[Pointing dataset entries]
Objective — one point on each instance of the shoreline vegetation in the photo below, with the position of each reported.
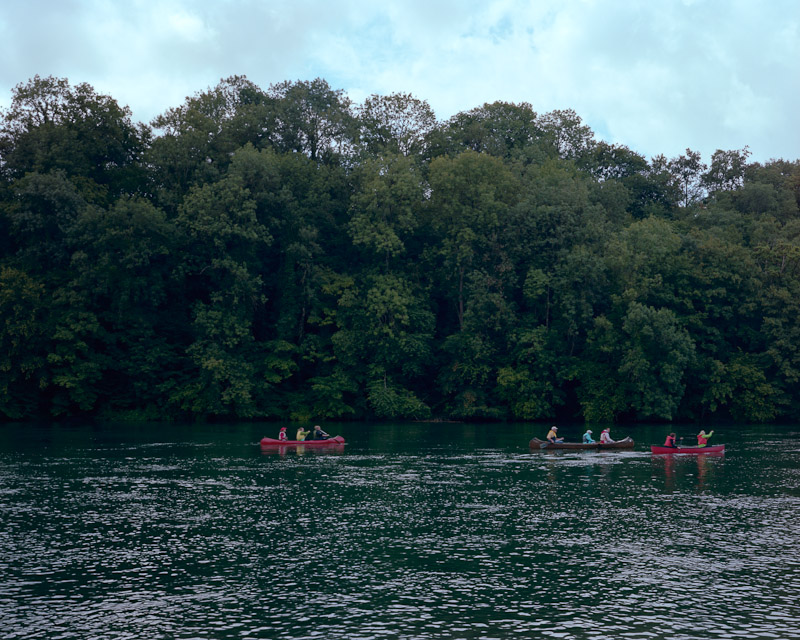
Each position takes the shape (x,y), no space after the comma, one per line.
(286,254)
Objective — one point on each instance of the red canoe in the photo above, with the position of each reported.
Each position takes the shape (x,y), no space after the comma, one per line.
(718,448)
(272,442)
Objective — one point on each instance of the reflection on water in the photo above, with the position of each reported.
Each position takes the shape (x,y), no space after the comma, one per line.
(216,539)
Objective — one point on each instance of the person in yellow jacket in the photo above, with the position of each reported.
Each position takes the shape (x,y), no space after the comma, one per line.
(702,438)
(552,436)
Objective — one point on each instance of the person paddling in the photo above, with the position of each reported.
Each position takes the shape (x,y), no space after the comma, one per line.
(702,437)
(319,434)
(670,441)
(552,435)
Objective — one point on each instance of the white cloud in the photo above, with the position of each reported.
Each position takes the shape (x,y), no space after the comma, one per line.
(658,77)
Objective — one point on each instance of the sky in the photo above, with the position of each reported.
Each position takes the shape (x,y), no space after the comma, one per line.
(658,76)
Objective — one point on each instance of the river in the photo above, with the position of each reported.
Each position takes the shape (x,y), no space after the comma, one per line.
(409,531)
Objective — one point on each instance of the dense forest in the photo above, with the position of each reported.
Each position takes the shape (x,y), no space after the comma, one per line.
(287,254)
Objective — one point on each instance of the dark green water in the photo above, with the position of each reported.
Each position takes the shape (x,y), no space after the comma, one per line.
(408,531)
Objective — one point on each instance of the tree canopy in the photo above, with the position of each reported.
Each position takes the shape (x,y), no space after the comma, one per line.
(283,253)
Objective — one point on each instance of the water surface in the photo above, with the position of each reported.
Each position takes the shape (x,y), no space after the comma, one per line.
(408,531)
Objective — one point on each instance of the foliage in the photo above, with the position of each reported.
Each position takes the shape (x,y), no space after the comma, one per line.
(284,254)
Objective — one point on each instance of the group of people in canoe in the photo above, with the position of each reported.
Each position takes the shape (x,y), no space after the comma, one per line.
(605,436)
(302,435)
(702,439)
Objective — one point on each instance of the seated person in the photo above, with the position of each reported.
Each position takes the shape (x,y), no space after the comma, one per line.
(670,441)
(552,436)
(605,436)
(702,437)
(319,434)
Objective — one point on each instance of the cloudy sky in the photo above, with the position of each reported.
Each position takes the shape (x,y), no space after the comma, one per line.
(656,75)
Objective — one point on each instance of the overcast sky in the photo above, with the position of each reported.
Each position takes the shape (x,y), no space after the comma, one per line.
(656,75)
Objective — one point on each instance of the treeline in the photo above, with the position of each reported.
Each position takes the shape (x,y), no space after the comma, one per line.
(287,254)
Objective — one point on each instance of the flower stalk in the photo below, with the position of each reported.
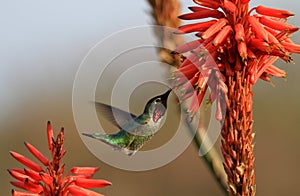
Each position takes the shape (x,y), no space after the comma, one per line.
(238,48)
(51,181)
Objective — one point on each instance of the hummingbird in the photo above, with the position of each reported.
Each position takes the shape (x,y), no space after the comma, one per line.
(134,131)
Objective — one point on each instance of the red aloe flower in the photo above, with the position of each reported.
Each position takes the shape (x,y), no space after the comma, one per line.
(50,181)
(236,48)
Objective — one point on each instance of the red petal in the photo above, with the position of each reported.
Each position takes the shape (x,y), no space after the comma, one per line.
(208,3)
(91,183)
(273,12)
(278,25)
(28,186)
(200,26)
(19,193)
(213,29)
(84,170)
(33,174)
(202,14)
(20,176)
(50,135)
(76,190)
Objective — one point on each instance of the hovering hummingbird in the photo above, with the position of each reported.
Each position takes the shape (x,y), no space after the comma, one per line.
(135,131)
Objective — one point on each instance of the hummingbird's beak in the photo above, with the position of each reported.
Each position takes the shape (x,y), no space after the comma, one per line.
(164,97)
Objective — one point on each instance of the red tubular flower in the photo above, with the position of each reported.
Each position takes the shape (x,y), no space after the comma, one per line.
(235,50)
(50,181)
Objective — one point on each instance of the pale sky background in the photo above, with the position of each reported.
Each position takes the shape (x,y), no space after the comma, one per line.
(42,44)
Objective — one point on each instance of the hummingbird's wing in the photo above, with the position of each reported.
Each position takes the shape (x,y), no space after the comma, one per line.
(115,115)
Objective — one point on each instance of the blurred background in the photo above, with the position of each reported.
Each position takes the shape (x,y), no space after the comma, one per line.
(42,46)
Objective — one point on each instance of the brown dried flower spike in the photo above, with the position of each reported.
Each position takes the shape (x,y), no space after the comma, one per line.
(51,181)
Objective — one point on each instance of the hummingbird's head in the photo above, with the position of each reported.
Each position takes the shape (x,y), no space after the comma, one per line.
(156,107)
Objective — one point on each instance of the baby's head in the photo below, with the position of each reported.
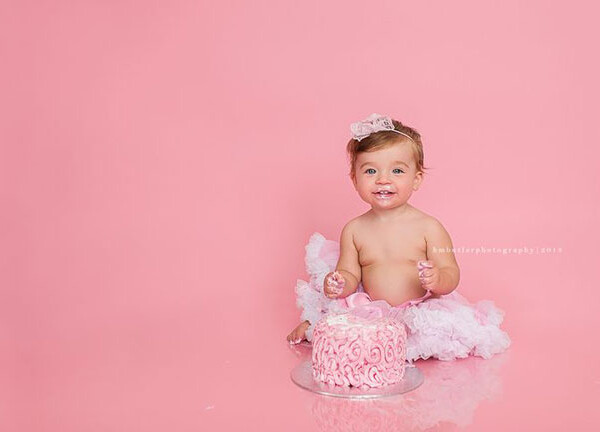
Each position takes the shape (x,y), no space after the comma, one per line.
(385,159)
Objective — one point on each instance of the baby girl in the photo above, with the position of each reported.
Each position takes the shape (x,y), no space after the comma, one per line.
(399,253)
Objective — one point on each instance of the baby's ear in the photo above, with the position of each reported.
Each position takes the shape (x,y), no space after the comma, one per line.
(418,180)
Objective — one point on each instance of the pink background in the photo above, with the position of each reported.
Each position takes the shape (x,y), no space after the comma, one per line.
(163,165)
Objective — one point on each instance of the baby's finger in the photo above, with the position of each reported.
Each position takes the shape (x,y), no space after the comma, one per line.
(424,264)
(425,273)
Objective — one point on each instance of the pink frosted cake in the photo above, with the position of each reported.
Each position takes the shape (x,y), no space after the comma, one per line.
(355,352)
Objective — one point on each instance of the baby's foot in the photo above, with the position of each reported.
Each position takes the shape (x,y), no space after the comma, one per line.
(299,333)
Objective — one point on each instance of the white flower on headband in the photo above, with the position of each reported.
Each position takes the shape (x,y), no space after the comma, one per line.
(373,123)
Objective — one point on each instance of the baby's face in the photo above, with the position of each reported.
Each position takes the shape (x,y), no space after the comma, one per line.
(391,169)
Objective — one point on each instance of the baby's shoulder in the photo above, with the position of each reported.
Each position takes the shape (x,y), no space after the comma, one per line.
(424,220)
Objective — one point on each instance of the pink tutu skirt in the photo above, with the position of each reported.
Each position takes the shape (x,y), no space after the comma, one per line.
(445,328)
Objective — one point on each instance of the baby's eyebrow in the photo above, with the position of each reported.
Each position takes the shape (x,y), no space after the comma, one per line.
(396,162)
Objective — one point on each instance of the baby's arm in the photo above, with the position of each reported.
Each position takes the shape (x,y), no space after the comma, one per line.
(439,251)
(348,264)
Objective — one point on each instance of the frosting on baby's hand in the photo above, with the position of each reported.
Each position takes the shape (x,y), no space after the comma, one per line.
(336,282)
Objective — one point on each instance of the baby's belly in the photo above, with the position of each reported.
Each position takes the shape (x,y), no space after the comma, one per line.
(392,282)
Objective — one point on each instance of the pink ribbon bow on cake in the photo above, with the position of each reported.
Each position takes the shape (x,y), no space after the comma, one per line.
(360,304)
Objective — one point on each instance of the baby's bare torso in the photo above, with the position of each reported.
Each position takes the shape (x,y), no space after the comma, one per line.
(388,253)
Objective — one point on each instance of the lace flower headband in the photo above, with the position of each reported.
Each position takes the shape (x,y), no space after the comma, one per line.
(373,123)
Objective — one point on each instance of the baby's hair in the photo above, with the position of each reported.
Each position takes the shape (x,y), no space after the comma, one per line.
(382,139)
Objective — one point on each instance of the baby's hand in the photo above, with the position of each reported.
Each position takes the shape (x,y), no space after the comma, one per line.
(334,284)
(429,275)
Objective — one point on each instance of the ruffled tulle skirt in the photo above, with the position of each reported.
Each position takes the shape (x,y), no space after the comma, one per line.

INSTRUCTIONS FOR THE TASK: Rewrite all the entries above with "instance" swapped for "occurrence" everywhere and nothing else changed. Leave out the pictures.

EXERCISE OUTPUT:
Objective — one point on each occurrence of the shoreline vegetation in the photo below, with the position of each reported.
Each position takes the shape (x,y), no space after the comma, one per line.
(286,254)
Objective — one point on each occurrence of the red canoe in the photo above, with the position of each reported.
Each position takes the shape (x,y), no space after the comma, one per line.
(718,448)
(272,442)
Objective — one point on each occurrence of the reflection on water in the photo above, with the position of each reported.
Each position takes the shape (x,y), no space after the comma, one per line.
(216,539)
Objective — one point on each occurrence of the person in yellow jacket in the photo above, with the position of each reported.
Each position takes the shape (x,y), no space after the comma, one per line.
(702,438)
(552,436)
Objective — one point on each occurrence of the person paddling in the photo above, with the position of each reported.
Each position takes the shape (x,y), no space after the comma, one per line.
(702,437)
(319,434)
(670,441)
(552,435)
Objective — one point on each occurrence of the white cloud in the photo above, with the position of each reported.
Each position takes the shape (x,y), no space after the comma, one per line.
(658,77)
Objective — one point on each occurrence of the sky in the photo above, with the position of each reported.
Each position takes the shape (x,y), no space after the comma, one per line.
(658,76)
Objective — one point on each occurrence of the river in the photo above, with the position of each reported.
Each position takes the shape (x,y), no space after the comma, one per line.
(409,531)
Objective — one point on each occurrence of the dense forest in the photo above, with the position of each reported.
Each position takes the shape (x,y), no space after the comma, one per line.
(287,254)
Objective — one point on each occurrence of the dark green water in the photo above, with the position of each reported.
Each position takes the shape (x,y), no space after the comma, one per line.
(408,531)
Objective — one point on each occurrence of the tree canopy in the photo above, with the position of each reported.
Each position takes the shape (x,y), no space after the comma, one per line.
(283,253)
Objective — one point on each occurrence of the water surface in the photo above, with the position of each reported.
Each position takes the shape (x,y), no space after the comma, one per line.
(408,531)
Objective — one point on each occurrence of the foliage in the photo above, with the position of each reported.
Each position takes the shape (x,y), no space after the comma, one per line.
(284,254)
Objective — one point on each occurrence of the group of people in canoe in the photo above, with the position of each reported.
Each position takes the shape (x,y), no space after the comma, one per line.
(605,436)
(302,435)
(702,439)
Objective — one point on each occurrence of the seated person in the photo above, with the position of each reported.
Each position takes the shape (x,y), no space after the comma, one per line.
(670,441)
(552,436)
(605,436)
(702,437)
(319,434)
Objective — one point on each occurrence of the cloudy sky in the photo above, with the position of each reported.
Each position takes the shape (x,y), no space after the comma, one per line.
(656,75)
Objective — one point on each occurrence of the overcast sky in the photo above, with the position of each reported.
Each position takes the shape (x,y), no space after the comma, one per line.
(656,75)
Objective — one point on each occurrence of the treeline in the photo above, with the position of each reported.
Each position takes the shape (x,y), no space after the comma, one per line.
(287,254)
Objective — one point on each occurrence of the flower stalk in the photo below, with the position of each reported.
Each position takes the shape (x,y), no space after the comma, one per line.
(238,48)
(51,181)
Objective — one point on each occurrence of the hummingbird in the photo above, with the position of each reported.
Each position takes the shape (x,y), no space after the comma, one per line.
(134,131)
Objective — one point on each occurrence of the red aloe flower in the photo above, with the position of each reported.
Each position takes the shape (x,y), no space after the comma, one per line.
(50,181)
(236,48)
Objective — one point on each occurrence of the red petal in the photo above, with the position of each reported.
Each position takes the shape (x,y), no space after the comma, one per line.
(208,3)
(91,183)
(273,12)
(278,25)
(28,186)
(200,26)
(19,193)
(213,29)
(84,170)
(33,174)
(202,14)
(20,176)
(50,135)
(76,190)
Objective — one point on each occurrence of the hovering hummingbird in the photo above, with the position of each reported.
Each position takes the shape (x,y), no space after the comma, one per line.
(135,131)
Objective — one point on each occurrence of the hummingbird's beak in the photo above, with the position of each reported.
Each position takes the shape (x,y), no space after the comma, one per line.
(164,97)
Objective — one point on each occurrence of the red tubular flower in the photo above, with the position of each reported.
Each position takes the shape (x,y), no space after the comma, one per line.
(235,50)
(50,181)
Objective — one point on each occurrence of the pale sky background in the photo above, with the position of each reported.
Each position takes the shape (x,y), no space after the comma, one per line.
(42,44)
Objective — one point on each occurrence of the hummingbird's wing in the photo above, with the position of each reported.
Each position takes the shape (x,y), no space after the comma, one per line.
(115,115)
Objective — one point on each occurrence of the blurred background in the photo above, with the position of each reported.
Each position takes the shape (x,y), no space after the comma, one per line.
(42,46)
Objective — one point on each occurrence of the brown dried flower spike in the photo above, with the position of each reported.
Each position takes the shape (x,y), no space after the comma, one per line.
(51,181)
Objective — one point on each occurrence of the hummingbird's head in the photo above, with the position of each reported.
Each position takes the shape (x,y), no space after the comma, one per line.
(156,107)
Objective — one point on each occurrence of the baby's head in the photo below, with the position of each reported.
Each position takes the shape (x,y), no space after the comma, one per line.
(385,159)
Objective — one point on each occurrence of the baby girl in the photo above, with the position of each reported.
Each position takes the shape (x,y), no space after the comma, one per line.
(399,253)
Objective — one point on each occurrence of the baby's ear in the photo above, with the position of each reported.
Each position takes the shape (x,y), no space after the comma, one per line.
(418,180)
Objective — one point on each occurrence of the pink background in the photo above, with the position of each reported.
Each position takes the shape (x,y), no space after the comma, one per line.
(163,165)
Objective — one point on each occurrence of the baby's finger in the photo above, with the position of each reported.
Each position takes the shape (x,y), no space after the comma, one per line.
(424,264)
(425,273)
Objective — one point on each occurrence of the pink frosted cake in the photo above, with the position of each reported.
Each position takes the shape (x,y), no space after the comma, one per line.
(355,352)
Objective — one point on each occurrence of the baby's foot in the photo above, with the position of each reported.
Each position takes the shape (x,y), no space after the comma, one per line.
(299,333)
Objective — one point on each occurrence of the white flower on headband in the photo above, with the position of each reported.
Each position takes the shape (x,y), no space after the comma, one per line.
(373,123)
Objective — one point on each occurrence of the baby's face in the photo above, with the position of each reported.
Each position takes the shape (x,y), no space after the comma, one per line.
(391,169)
Objective — one point on each occurrence of the baby's shoulder in the photo above, with the position of each reported.
Each position takes the shape (x,y), no space after the comma, one per line.
(424,220)
Objective — one point on each occurrence of the pink tutu skirt in the photo above, with the position of each reported.
Each position takes the shape (x,y), no space after the comma, one per line.
(445,328)
Objective — one point on each occurrence of the baby's eyebrow in the photo above, with the position of each reported.
Each position takes the shape (x,y), no space after the comma, one per line.
(396,162)
Objective — one point on each occurrence of the baby's arm in the photo above, with the position of each reported.
Each position takes the shape (x,y), no space after the comma, one per line.
(439,251)
(348,264)
Objective — one point on each occurrence of the frosting on baby's hand in the photo above, with the position of each reported.
Each position takes the shape (x,y), no space after the comma, one per line.
(336,282)
Objective — one point on each occurrence of the baby's belly in the photo above, with the position of each reported.
Each position takes the shape (x,y), no space after the comma, one per line.
(392,282)
Objective — one point on each occurrence of the pink ribbon bow on cake in the photo above, with the position of each reported.
Each position takes the shape (x,y), no space after the comma, one per line.
(360,304)
Objective — one point on each occurrence of the baby's bare torso in the photo above, with the position of each reported.
Each position takes the shape (x,y), no space after the comma, one per line.
(388,253)
Objective — one point on each occurrence of the lace flower headband in the photo above, with the position of each reported.
Each position takes the shape (x,y), no space after the comma, one per line.
(373,123)
Objective — one point on each occurrence of the baby's hair in the photo above, with the position of each reported.
Each position takes the shape (x,y), no space after the comma, one per line.
(382,139)
Objective — one point on each occurrence of the baby's hand in the photo above, with the position of each reported.
Each position takes the shape (x,y), no space after the comma, one per line.
(334,284)
(429,275)
Objective — one point on each occurrence of the ruffled tulle skirt in the photo above, with the position of each reported.
Each position takes the shape (x,y), no space after the comma, one per line.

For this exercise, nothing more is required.